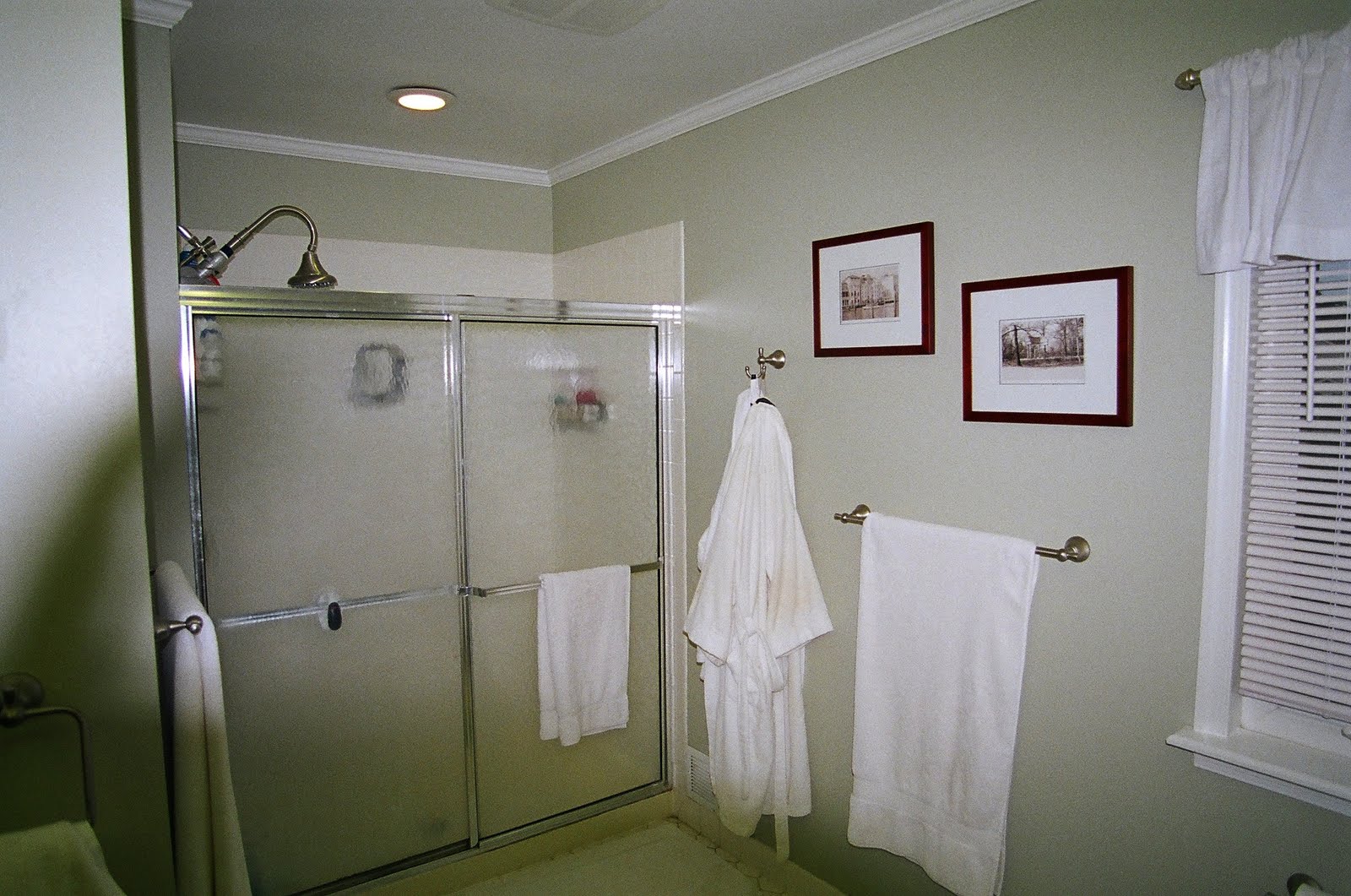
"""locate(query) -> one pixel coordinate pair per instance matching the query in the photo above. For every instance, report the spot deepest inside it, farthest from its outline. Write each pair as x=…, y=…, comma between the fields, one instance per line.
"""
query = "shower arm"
x=242, y=238
x=206, y=263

_Work to be completed_
Everything in the listing must be copied exactly except the pictures.

_Response to this task_
"""locate(query) -> one pixel coordinate pair per instance matching the query in the photo above. For every instance, report the spot deepest inside it, farthest from its outline. Write each pair as x=…, y=…, comma between the fields, one instance per line.
"""
query = "shower arm"
x=242, y=238
x=206, y=263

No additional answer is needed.